# 2 of my all time most favourite albums - The Greatest Video Game Music 1 & 2



## KallumS (Jan 4, 2019)

There's 2 albums that I can listen to time after time without getting bored of a single track. They're called The Greatest Video Music 1 & 2, and as you would guess are covers of video game music. The thing though, they're not just covered by anybody, they're covered by the London Philharmonic Orchestra. The selection is inspired too, the songs on here are on most video game music lovers top 10 lists.

If you're not well versed with video game music I highly recommend you check these out. My personal favourite is 2 as it covers some less obvious ground, but they're both fantastic.

I know this sounds like an advert, but that's only because I love these albums so much and feel the need to confess my love for them.

Tracklistings below.

The Greatest Video Game Music 1:
1. Advent Rising: Muse
2. Legend of Zelda: Suite
3. Call of Duty - Modern Warfare 2: Theme
4. Angry Birds: Main Theme
5. Final Fantasy VIII: Liberi Fatali
6. Super Mario Bros: Themes
7. Uncharted - Drake's Fortune: Nate's Theme
8. Grand Theft Auto IV: Soviet Connection
9. World of Warcraft: Seasons of War
10. Metal Gear Solid: Sons of Liberty Theme
11. Tetris Theme
12. Battlefield 2: Theme
13. Elder Scrolls: Oblivion
14. Call of Duty 4 - Modern Warfare: Theme
15. Mass Effect: Suicide Mission
16. Splinter Cell: Conviction
17. Final Fantasy: Main Theme
18. Bioshock: The Ocean on his Shoulders
19. Halo 3: One Final Effort
20. Fallout 3: Theme
21. Super Mario Galaxy: Gusty Garden Galaxy

The Greatest Video Game Music 2:
Assassin's Creed: Revelations – Main Theme
The Elder Scrolls V: Skyrim – Far Horizons
The Legend of Zelda: Wind Waker – Dragon Roost Island
Final Fantasy VII – One-Winged Angel
Mass Effect 3 – A Future for the Krogan/An End Once And For All
Halo – Never Forget/Peril
Sonic the Hedgehog – A Symphonic Suite
Chrono Trigger – Main Theme
Luigi's Mansion – Main Theme
Kingdom Hearts – Fate of the Unknown
Super Metroid – A Symphonic Poem
Diablo III – Overture
Batman: Arkham City – Main Theme
Deus Ex: Human Revolution – Icarus Main Theme
Fez – Adventure
Portal – Still Alive
Little Big Planet – Orb Of Dreamers (The Cosmic Imagisphere)

* GIVEN INFORMATION *
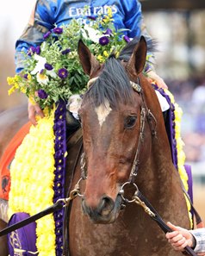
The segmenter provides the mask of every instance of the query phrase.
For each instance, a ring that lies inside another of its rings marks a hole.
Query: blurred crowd
[[[205,162],[205,77],[167,81],[183,109],[182,138],[188,162]]]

* JOBS *
[a] In the forum post about the two video game music albums, which orchestra performs the covers?
[b] For each statement about the forum post about the two video game music albums, answer yes or no according to the post, and quote the words that decide it. (i) The poster prefers the second album. (ii) The post is dated 2018. (iii) The Tetris theme is listed on the first album.
[c] Pick up the forum post about the two video game music albums after its final line and continue it.

* PER-TASK OUTPUTS *
[a] The London Philharmonic Orchestra.

[b]
(i) Yes: "My personal favourite is 2 as it covers some less obvious ground"
(ii) No: "Jan 4, 2019"
(iii) Yes: "11. Tetris Theme"

[c]
I really hope they do a third one.


----------



## AVaudio (Jan 4, 2019)

Thanks for sharing this!


----------



## KallumS (Jan 4, 2019)

Just thought I might post my standout tracks if anyone's looking for a place to start.

On 1:
Call of Duty - Modern Warfare 2: Theme - originally by Hans Zimmer
Grand Theft Auto IV: Soviet Connection - very interesting!
World of Warcraft: Seasons of War - waaarrrr
Metal Gear Solid: Sons of Liberty Theme - originally by Harry Gregson Williams
Mass Effect: Suicide Mission
Bioshock: The Ocean on his Shoulders - very chilling
Halo 3: One Final Effort
Fallout 3: Theme - Inon Zur!

On 2:
The Elder Scrolls V: Skyrim – Far Horizons - Jeremy Soule!
Chrono Trigger – Main Theme
Diablo III – Overture - big brass
Batman: Arkham City – Main Theme

Tough whittling them down but these are the essential tracks for me personally.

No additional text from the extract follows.